------ Texto mostrado ------
La caída de Mussolini el 25 de julio de 1943 y el armisticio entre Italia y las fuerzas armadas aliadas del 3 de septiembre, causó un enorme impacto en el régimen franquista y dio un nuevo impulso a la causa monárquica . El 2 de agosto don Juan envió un telegrama al general Franco conminándole a que abandonara el poder y que diera paso a la Monarquía «porque no hay tiempo que perder», lo sucedido en Italia «puede servirnos de aviso»:
Sólo una manera hay de conjurar todos los peligros: la inmediata instauración de la Monarquía que, por no haber intervenido en los asuntos de España durante este trágico período, se halla capacitada de manera providencial para ejercer una acción conciliadora y constructiva, dentro y fuera de las fronteras nacionales. Ésta es la suprema llamada. Si nuevamente resulta en vano, cada uno de nosotros habrá de asumir, sin equívocos, su responsabilidad ante la historia. Si V.E. persiste en mantener inalterables las para mí inadmisibles condiciones a que subordina el advenimiento de la Monarquía, provocando en consecuencia una ruptura definitiva… me obligaría a recurrir al único medio que las circunstancias me dejan: informar a la opinión pública con la plena exposición de los hechos.
El general Franco le contestó inmediatamente mediante otro telegrama en el que le decía a don Juan que las lecciones que se tenían que extraer de lo que había pasado en Italia eran otras, señalando que el «comunismo era el verdadero peligro de Europa» al que «no se le desarma con concesiones. Yerran quienes otra cosa aseguren». Añadiendo a continuación:
La gravedad de vuestro telegrama aconseja, en servicio de la Patria, la máxima discreción en el príncipe, evitando todo acto o manifestación que pueda tender a menoscabar el prestigio y la autoridad del Régimen español ante el exterior, y la unidad de los españoles en el interior, lo que redundaría en daño grave para la Monarquía y especialmente para vuestra alteza.
Por su parte los carlistas enviaron a Franco un manifiesto firmado por diecisiete personalidades de esta corriente política con fecha del 15 de agosto —entre otros Manuel Fal Conde, el conde de Rodezno, José María Lamamié de Clairac, Antonio Iturmendi y Agustín González de Amézua—, y que le entregó el general Juan Vigón, en el que decían que la Monarquía que había que restaurar no era la liberal sino la tradicionalista.
El momento más crítico se produjo el 8 de septiembre de 1943 cuando el general Franco recibió una carta firmada por ocho de los doce tenientes generales —Luis Orgaz, Fidel Dávila, José Enrique Varela, José Solchaga, Alfredo Kindelán, Andrés Saliquet, Miguel Ponte, José Monasterio— en la que le pedían en un tono muy atento —la carta iba firmada por «unos viejos camaradas de armas y respetuosos subordinados»— que considerase la restauración de la monarquía —será la única vez en 39 años que la mayoría de los generales le pedían a Franco que renunciara—. Se la entregó el general Asensio, ministro del Ejército, y en ella le decían que «parece llegada la ocasión de no demorar más el retorno a aquellos modos de gobierno genuinamente españoles» y le recordaban veladamente que habían sido ellos los que le habían llevado al poder siete años antes y que su nombramiento como Jefe del Estado había sido mientras durara la guerra civil. También afirmaban que el ejército «constituye hoy la única reserva orgánica con que España puede contar para vencer los trances duros que el destino puede reservarle para fecha próxima».
------
Tu objetivo: Traduce al inglés esta oración del texto sobre Franco y la causa monárquica: «Si nuevamente resulta en vano, cada uno de nosotros habrá de asumir, sin equívocos, su responsabilidad ante la historia.» Responde basándote solo en el texto.
------ Filas de datos ------
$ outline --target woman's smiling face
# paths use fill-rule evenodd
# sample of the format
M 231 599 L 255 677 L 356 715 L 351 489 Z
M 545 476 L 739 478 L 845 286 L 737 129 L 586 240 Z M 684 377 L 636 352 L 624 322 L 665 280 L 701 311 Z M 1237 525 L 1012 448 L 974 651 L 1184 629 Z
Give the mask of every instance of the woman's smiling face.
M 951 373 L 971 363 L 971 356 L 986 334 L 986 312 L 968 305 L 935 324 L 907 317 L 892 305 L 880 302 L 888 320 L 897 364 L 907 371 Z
------
Respuesta: If it proves to be in vain once again, each of us will have to assume, unequivocally, our responsibility before history.